[Exercise 1]: Reproduce the part of the text passage from "590. Compare Pers." to "pp. 45, 46.", swapping "dice" for "cards".
[Exercise 2]: According to the text passage, in what year did John of Salisbury die?

590. Compare Pers. Tale, I. 793.
591. Hasard, gambling. In the margin of MSS. E. and Hn. is written—'Policratici libro primo; Mendaciorum et periuriarum mater est Alea.' This shews that the line is a quotation from lib. i. [cap. 5] of the Polycraticus of John of Salisbury, bishop of Chartres, who died in 1180. See some account of this work in Prof. Morley's Eng. Writers, iii. 180. 'In the first book, John treats of temptations and duties and of vanities, such as hunting, dice, music, mimes and minstrelsy, magic and soothsaying, prognostication by dreams and astrology.' See also the account of gaming, considered as a branch of Avarice in the Ayenbyte of Inwyt, ed. Morris, pp. 45, 46.
595. Cf. 'Nonne satis improbata est cuiusque artis exercitatio, qua quanto quisque doctior, tanto nequior? Aleator quidem omnis hic est.'—Joh. Sarisb. Polycrat. i. 5.

[Saved entries]
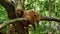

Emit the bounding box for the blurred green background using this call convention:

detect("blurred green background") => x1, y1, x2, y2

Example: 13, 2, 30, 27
0, 0, 60, 34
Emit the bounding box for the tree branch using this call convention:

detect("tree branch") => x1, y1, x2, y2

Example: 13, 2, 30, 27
41, 16, 60, 22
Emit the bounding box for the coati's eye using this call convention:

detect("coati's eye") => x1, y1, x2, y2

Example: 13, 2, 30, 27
34, 14, 36, 16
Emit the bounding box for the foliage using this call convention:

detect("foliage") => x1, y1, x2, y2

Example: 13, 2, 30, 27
0, 0, 60, 34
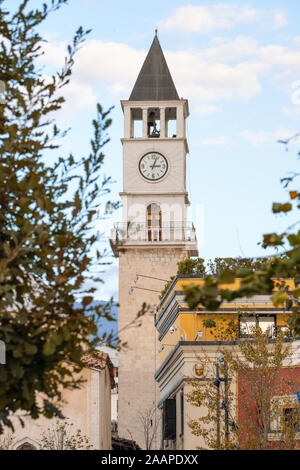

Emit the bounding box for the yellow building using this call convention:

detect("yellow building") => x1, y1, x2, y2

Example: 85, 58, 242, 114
155, 276, 300, 449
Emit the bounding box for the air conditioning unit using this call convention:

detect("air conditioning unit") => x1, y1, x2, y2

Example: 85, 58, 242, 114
163, 439, 174, 450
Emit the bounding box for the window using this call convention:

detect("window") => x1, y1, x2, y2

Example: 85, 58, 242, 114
163, 398, 176, 440
282, 406, 300, 432
180, 390, 184, 436
17, 442, 36, 450
147, 204, 161, 242
239, 315, 276, 338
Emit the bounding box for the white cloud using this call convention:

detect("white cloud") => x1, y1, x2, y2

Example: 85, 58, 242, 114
236, 128, 295, 147
200, 136, 232, 148
160, 3, 287, 33
273, 10, 288, 29
196, 128, 295, 148
195, 104, 219, 116
39, 32, 300, 115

[Answer space 1]:
590. Compare Pers. Tale, I. 793.
591. Hasard, gambling. In the margin of MSS. E. and Hn. is written—'Policratici libro primo; Mendaciorum et periuriarum mater est Alea.' This shews that the line is a quotation from lib. i. [cap. 5] of the Polycraticus of John of Salisbury, bishop of Chartres, who died in 1180. See some account of this work in Prof. Morley's Eng. Writers, iii. 180. 'In the first book, John treats of temptations and duties and of vanities, such as hunting, cards, music, mimes and minstrelsy, magic and soothsaying, prognostication by dreams and astrology.' See also the account of gaming, considered as a branch of Avarice in the Ayenbyte of Inwyt, ed. Morris, pp. 45, 46.

[Answer space 2]: 1180